What needs to be done - Please decide whether each statement agrees with the text on beehives: (a) Cedar hives must be treated with a wood preservative. (b) The spores of American Foul Brood can survive for up to 40 years. (c) The polystyrene hives had to be glued together during assembly. For each statement, answer yes or no and quote the words of the text that decide it.
:: Source document ::
Which is the best hive for this climate is a debate for the pub.

It is possible to operate using National brood boxes and Commercial supers – that way you have the best of both worlds but it would be inadvisable to have both National and Commercial brood boxes on the go – sooner or later that becomes a nuisance.

New or Second Hand?

Hives are available new or second-hand or can be made relatively easily and cheaply by all but the accident-prone or manually inept but be aware of the beespace. New hives are more expensive but they come disease-free and with a longer life-expectancy. Old hives are cheaper but, again, the beekeeper should be aware that disease could be lurking in old hives. A pertinent question to ask the seller would be – what happened to the bees?

It is recommended to flame the interior of old hives with a blow lamp as a way of sterilising but some diseases, such as American Foul Brood (AFB), have tough resistant spores which can survive for up to 40 years and could be tucked out of reach in tiny crevices. If such was the case then these spores could germinate and infect your lovely new bees at a later date. This would be more the case with brood boxes but second hand supers would hold less risk. For brood diseases anyway.

If you do decide to go for second hand boxes, make sure you check they are waterproof and bee and wasp proof. As hives age they tend to give out at the joints and small gaps appear. The metal sheeting of roofs can split at the corners or be otherwise ruptured.

If you are good with wood it is a good idea to buy a good, brand-new, flat-packed hive. That way you will know what the best looks like, you can copy it and the dimensions will be correct.

Material

Hives are available in cedar, deal or plywood.

  • Cedar is durable so hives are indestructible by the weather and need not be treated.
  • Deal is cheaper but unlike cedar it is not durable and hives need to be treated with a wood preservative (one without insecticide) or painted.
  • Plywood is the cheapest but my advice would be – avoid it. Marine ply is extremely heavy. The other stuff will very quickly succumb to the climate how ever carefully you paint it.
Polystyrene hives

I bought a few of these.  I found them relatively cheap. They came flat packed but slotted together very easily and didn’t need to be glued or anything.

To paint or not to paint?

You don’t have to paint polyhives but they will last longer if you do. Look closely, the polystyrene consists of lots of little balls all pressed together. If you don’t seal the surface, a thin film of water can get betwixt and between and if it freezes – the ice expands and weathering can begin.  I used one coat of gloss – no undercoat – is fine has lasted for at least 5 years now.

You can see some of them in use in the header picture – the green boxes.

They have advantages and they have disadvantages:

Advantages

  • Relatively cheap
  • Flat packed but slot together very easily with no need to glue or nail. That’s not so silly as it sounds – they are very dense and will take a nail so long as you don’t ask much of it.
  • Lovely and warm for overwintering or drawing wax and heathering.
:::
:: Given entries ::
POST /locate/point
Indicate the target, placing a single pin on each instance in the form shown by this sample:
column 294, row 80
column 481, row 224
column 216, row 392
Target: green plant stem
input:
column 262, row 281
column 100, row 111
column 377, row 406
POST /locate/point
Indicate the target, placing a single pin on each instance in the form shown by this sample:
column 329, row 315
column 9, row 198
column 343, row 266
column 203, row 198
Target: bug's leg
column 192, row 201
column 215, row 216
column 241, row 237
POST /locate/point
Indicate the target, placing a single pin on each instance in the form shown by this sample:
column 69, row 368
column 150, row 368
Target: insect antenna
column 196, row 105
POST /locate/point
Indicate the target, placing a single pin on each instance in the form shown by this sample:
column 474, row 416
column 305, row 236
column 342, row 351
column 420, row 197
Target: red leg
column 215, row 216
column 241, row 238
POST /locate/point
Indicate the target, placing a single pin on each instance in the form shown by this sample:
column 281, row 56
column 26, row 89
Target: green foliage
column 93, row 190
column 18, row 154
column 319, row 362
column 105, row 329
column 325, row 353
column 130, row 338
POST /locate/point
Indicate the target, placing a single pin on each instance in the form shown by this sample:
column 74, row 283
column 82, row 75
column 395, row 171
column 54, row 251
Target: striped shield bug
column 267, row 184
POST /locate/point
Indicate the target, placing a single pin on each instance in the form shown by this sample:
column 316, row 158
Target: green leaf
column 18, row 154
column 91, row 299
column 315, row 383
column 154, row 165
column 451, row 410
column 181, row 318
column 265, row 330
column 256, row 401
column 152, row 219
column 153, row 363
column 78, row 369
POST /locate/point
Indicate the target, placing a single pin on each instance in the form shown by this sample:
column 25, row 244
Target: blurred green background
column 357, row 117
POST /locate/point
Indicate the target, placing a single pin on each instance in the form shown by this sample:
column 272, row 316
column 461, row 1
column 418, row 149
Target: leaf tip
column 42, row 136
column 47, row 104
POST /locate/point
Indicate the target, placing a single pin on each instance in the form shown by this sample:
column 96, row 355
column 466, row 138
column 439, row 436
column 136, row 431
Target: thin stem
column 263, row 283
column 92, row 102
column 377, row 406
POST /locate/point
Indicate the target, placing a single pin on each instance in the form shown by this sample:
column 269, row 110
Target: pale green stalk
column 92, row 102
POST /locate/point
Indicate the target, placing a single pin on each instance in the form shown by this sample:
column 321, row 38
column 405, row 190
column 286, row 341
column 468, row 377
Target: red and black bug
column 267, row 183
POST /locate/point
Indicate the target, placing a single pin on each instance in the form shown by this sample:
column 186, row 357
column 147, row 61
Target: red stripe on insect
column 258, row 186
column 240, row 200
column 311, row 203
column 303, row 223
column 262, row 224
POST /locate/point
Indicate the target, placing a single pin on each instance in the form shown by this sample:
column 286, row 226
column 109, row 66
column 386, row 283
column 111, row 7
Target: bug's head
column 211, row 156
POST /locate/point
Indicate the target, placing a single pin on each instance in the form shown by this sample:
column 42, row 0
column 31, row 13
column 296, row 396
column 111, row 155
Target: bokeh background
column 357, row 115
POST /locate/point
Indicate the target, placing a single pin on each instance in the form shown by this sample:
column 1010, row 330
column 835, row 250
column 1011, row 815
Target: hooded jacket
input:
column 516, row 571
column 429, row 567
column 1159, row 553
:::
Answer to this task -
(a) No: "Cedar is durable so hives are indestructible by the weather and need not be treated."
(b) Yes: "some diseases, such as American Foul Brood (AFB), have tough resistant spores which can survive for up to 40 years"
(c) No: "They came flat packed but slotted together very easily and didn’t need to be glued or anything."